## Task brief
Reproduce all of the following material line for line, without any change.

## The input
Start

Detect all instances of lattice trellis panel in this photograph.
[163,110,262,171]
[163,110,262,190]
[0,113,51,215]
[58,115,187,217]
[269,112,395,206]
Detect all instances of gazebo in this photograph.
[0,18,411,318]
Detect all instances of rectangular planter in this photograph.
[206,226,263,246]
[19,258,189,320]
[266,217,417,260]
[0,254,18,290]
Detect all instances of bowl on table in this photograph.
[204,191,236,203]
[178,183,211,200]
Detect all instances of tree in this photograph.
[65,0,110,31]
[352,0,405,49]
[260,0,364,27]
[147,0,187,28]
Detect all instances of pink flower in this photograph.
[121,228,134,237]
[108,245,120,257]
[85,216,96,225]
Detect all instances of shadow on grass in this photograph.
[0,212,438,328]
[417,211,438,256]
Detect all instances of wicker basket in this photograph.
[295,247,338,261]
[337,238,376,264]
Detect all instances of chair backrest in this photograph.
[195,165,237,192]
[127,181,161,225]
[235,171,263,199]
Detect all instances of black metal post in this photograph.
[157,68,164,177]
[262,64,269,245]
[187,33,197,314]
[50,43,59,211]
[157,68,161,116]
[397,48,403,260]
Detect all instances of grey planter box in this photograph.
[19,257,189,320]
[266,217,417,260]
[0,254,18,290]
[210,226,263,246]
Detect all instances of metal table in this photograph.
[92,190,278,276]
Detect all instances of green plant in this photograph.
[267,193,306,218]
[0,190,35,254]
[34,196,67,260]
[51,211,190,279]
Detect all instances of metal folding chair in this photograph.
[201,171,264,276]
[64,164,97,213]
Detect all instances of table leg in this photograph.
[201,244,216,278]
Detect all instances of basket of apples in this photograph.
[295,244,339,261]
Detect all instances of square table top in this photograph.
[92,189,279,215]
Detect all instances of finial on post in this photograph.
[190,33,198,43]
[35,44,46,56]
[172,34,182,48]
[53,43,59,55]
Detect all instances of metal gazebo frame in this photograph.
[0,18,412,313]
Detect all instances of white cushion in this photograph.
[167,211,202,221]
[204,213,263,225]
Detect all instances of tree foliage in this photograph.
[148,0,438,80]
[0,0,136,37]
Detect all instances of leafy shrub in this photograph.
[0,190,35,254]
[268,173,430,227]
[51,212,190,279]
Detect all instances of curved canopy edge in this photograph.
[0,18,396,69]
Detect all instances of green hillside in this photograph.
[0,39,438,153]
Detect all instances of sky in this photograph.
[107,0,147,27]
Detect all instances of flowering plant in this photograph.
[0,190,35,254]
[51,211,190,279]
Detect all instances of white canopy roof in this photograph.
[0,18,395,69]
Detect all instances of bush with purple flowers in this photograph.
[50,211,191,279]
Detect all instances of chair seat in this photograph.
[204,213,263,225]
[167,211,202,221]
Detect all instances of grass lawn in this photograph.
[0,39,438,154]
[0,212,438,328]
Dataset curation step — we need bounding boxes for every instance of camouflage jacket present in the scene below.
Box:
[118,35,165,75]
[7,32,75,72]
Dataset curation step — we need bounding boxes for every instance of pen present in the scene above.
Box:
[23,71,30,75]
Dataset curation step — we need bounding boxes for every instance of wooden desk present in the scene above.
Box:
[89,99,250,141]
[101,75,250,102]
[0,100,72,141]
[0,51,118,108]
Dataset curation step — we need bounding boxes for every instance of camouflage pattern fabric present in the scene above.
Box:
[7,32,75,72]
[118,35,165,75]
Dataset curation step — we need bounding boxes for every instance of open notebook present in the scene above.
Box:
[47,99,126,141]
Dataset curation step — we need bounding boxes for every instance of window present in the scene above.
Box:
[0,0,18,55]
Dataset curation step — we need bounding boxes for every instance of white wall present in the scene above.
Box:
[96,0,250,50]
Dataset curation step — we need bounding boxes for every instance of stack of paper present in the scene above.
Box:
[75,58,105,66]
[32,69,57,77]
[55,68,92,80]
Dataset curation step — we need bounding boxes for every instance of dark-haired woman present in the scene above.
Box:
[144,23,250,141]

End

## Task answer
Detect all instances of lattice trellis panel in this photograph.
[163,110,262,171]
[163,110,262,190]
[0,113,51,215]
[58,115,187,217]
[269,112,395,206]
Detect all instances of gazebo in this photograph.
[0,18,411,318]
Detect all instances of rectangular planter in this photograph.
[206,226,263,246]
[19,258,189,320]
[266,217,417,260]
[0,254,18,290]
Detect all instances of bowl on table in this photograph.
[204,191,236,203]
[178,183,211,200]
Detect all instances of tree in this photograph.
[65,0,110,31]
[352,0,405,49]
[260,0,364,27]
[147,0,187,28]
Detect all instances of pink flower in this photograph.
[121,228,134,237]
[108,245,120,257]
[85,216,96,225]
Detect all instances of shadow on grass in this photograph.
[0,212,438,328]
[417,211,438,256]
Detect all instances of wicker basket in this photograph.
[295,247,338,261]
[337,238,376,264]
Detect all instances of chair backrest in this photograph.
[195,165,237,192]
[127,181,161,225]
[235,171,263,199]
Detect all instances of black metal post in this photograph.
[157,68,164,177]
[262,64,269,245]
[187,33,197,314]
[50,43,59,211]
[157,68,161,116]
[397,48,403,260]
Detect all instances of grey planter box in this photograph.
[19,257,189,320]
[266,217,417,260]
[0,254,18,290]
[210,226,263,246]
Detect all instances of metal table in this photograph.
[92,190,278,276]
Detect all instances of green plant in this photograph.
[267,193,306,218]
[0,190,35,254]
[34,196,67,260]
[51,211,190,279]
Detect all instances of metal folding chair in this photograph.
[201,171,264,276]
[64,164,97,213]
Detect all instances of table leg in this photograph.
[201,244,216,278]
Detect all instances of basket of apples in this photograph.
[295,244,339,261]
Detect all instances of square table top in this photograph.
[92,189,279,215]
Detect all instances of finial on post in this photograph.
[190,33,198,43]
[35,44,46,56]
[172,34,182,48]
[53,43,59,55]
Detect all instances of metal gazebo frame in this photograph.
[0,18,412,313]
Detect all instances of white cushion in this photograph.
[167,211,202,221]
[204,213,263,225]
Detect all instances of tree foliage in this photograph.
[148,0,438,80]
[0,0,136,37]
Detect all instances of leafy shrub in this photograph.
[0,190,35,254]
[268,173,430,227]
[51,212,190,279]
Detect all instances of curved canopy edge in this photograph.
[0,18,396,69]
Detect all instances of green hillside in this photograph.
[0,39,438,153]
Detect all instances of sky in this photograph.
[107,0,147,27]
Detect all instances of flowering plant in this photograph.
[0,190,35,254]
[51,211,190,279]
Detect all instances of white canopy roof in this photograph.
[0,18,395,69]
Detect all instances of bush with purple flowers in this photograph.
[50,211,191,279]
Detect all instances of chair seat in this photograph.
[204,213,263,225]
[167,211,202,221]
Detect all instances of grass lawn in this photograph.
[0,39,438,154]
[0,212,438,328]
Dataset curation step — we need bounding boxes for every instance of camouflage jacket present in the scene below.
Box:
[118,35,165,75]
[7,32,75,72]
Dataset curation step — we need bounding boxes for every instance of pen present in the scene above.
Box:
[23,71,30,75]
Dataset curation step — we need bounding boxes for every instance of wooden desk present in the scene above.
Box:
[89,99,250,141]
[101,75,250,102]
[0,100,72,141]
[0,51,118,108]
Dataset curation step — we need bounding boxes for every instance of camouflage pattern fabric present in the scene above.
Box:
[7,32,75,72]
[118,35,165,75]
Dataset curation step — we need bounding boxes for every instance of open notebook present in the scene above.
Box:
[47,99,126,141]
Dataset curation step — we need bounding boxes for every instance of window present in the scene above.
Box:
[0,0,18,55]
Dataset curation step — we need bounding boxes for every instance of white wall present in the scene above.
Box:
[96,0,250,50]
Dataset curation step — we need bounding boxes for every instance of stack of paper present in the scene above.
Box:
[75,58,105,66]
[32,69,57,77]
[55,68,92,80]
Dataset curation step — we need bounding boxes for every instance of dark-haired woman present in the scene above.
Box:
[144,23,250,141]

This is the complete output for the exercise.